What is needed is every line of the material that contains "pitcher".

**Data for processing**
★ ★ ★
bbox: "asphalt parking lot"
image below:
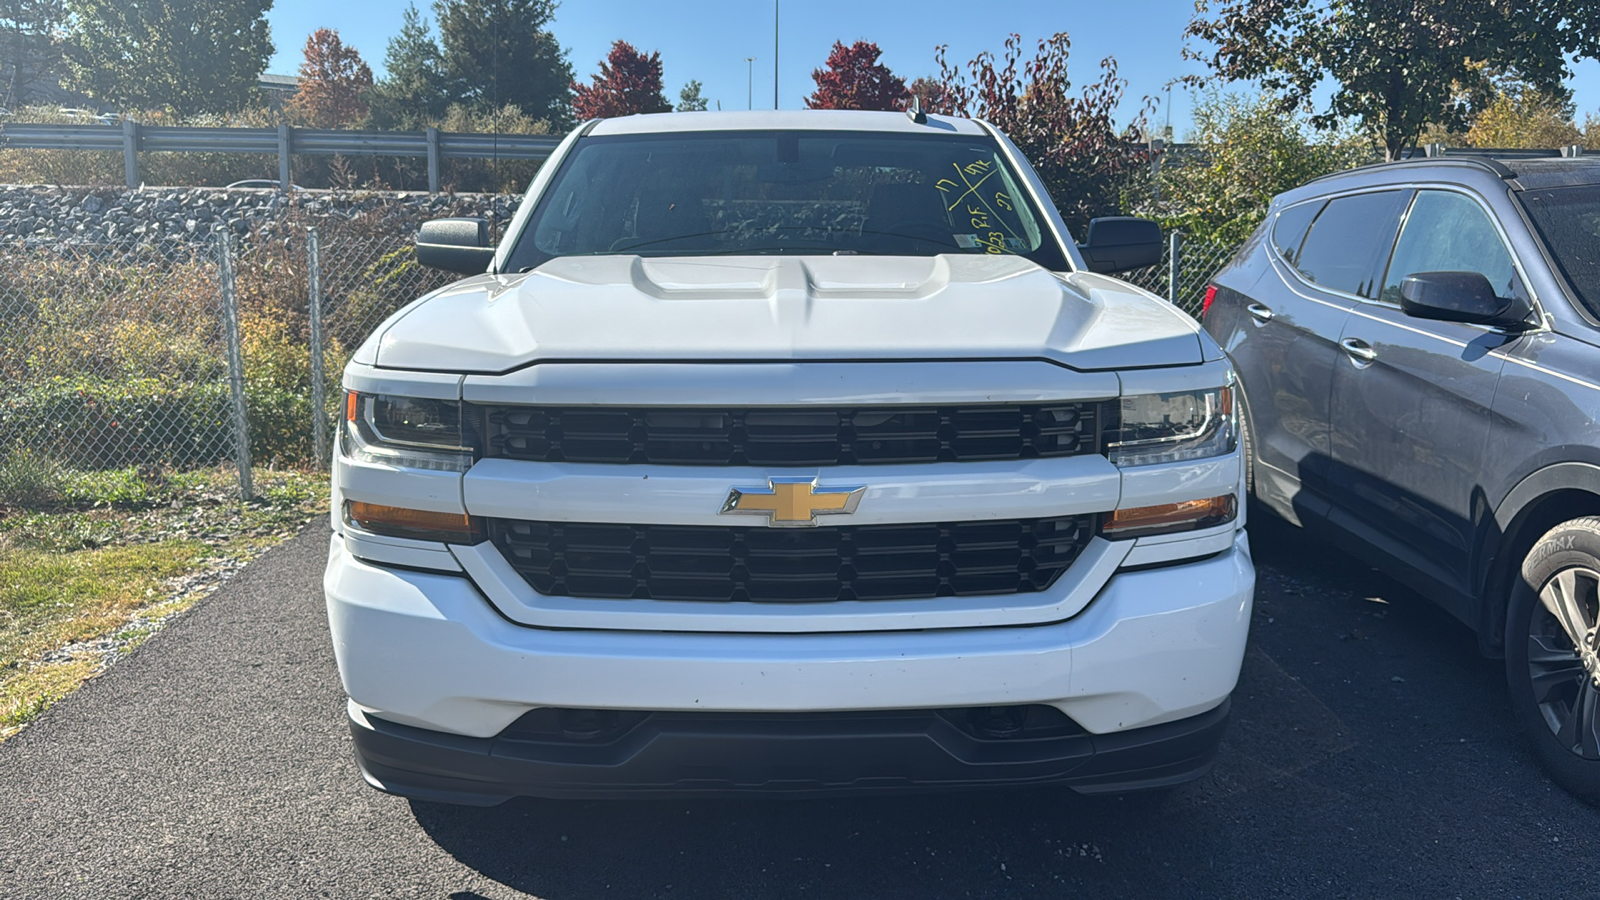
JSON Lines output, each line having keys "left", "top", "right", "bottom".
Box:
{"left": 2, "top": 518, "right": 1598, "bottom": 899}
★ ★ ★
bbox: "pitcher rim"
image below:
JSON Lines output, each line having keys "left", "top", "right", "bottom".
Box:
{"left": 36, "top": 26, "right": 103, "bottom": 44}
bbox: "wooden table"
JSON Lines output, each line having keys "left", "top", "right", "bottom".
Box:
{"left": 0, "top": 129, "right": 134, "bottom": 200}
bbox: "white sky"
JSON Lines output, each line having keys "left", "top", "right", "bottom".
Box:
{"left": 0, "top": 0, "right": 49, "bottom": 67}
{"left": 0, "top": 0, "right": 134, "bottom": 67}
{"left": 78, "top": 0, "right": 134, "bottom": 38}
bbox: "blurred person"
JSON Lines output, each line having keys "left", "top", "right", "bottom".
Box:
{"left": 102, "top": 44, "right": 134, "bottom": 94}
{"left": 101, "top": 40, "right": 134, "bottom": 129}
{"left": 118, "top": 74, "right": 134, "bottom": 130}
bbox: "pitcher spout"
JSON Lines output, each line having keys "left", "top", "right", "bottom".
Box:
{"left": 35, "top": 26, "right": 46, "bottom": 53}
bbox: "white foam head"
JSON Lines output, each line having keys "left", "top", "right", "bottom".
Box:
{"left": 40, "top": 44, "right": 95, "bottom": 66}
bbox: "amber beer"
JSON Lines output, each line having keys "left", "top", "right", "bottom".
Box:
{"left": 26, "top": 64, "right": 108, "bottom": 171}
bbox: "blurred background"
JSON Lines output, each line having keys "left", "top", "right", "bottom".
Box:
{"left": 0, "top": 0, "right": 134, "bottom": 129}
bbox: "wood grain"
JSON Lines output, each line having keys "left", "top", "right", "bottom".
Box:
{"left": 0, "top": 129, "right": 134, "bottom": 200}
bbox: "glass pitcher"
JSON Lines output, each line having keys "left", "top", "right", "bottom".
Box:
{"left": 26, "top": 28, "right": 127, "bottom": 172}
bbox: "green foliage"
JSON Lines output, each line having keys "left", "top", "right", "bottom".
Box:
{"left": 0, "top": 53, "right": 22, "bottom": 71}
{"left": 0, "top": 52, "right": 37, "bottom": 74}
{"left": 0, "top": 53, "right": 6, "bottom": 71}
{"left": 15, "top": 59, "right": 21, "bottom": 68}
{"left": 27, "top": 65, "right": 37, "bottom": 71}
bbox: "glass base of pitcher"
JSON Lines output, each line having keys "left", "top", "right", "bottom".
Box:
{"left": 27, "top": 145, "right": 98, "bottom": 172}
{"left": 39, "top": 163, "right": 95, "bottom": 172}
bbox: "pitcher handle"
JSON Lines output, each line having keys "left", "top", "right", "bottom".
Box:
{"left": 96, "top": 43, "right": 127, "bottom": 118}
★ ★ ★
**Written reply**
bbox: "pitcher rim"
bbox: "pitcher spout"
bbox: "glass pitcher"
bbox: "glass base of pitcher"
bbox: "pitcher handle"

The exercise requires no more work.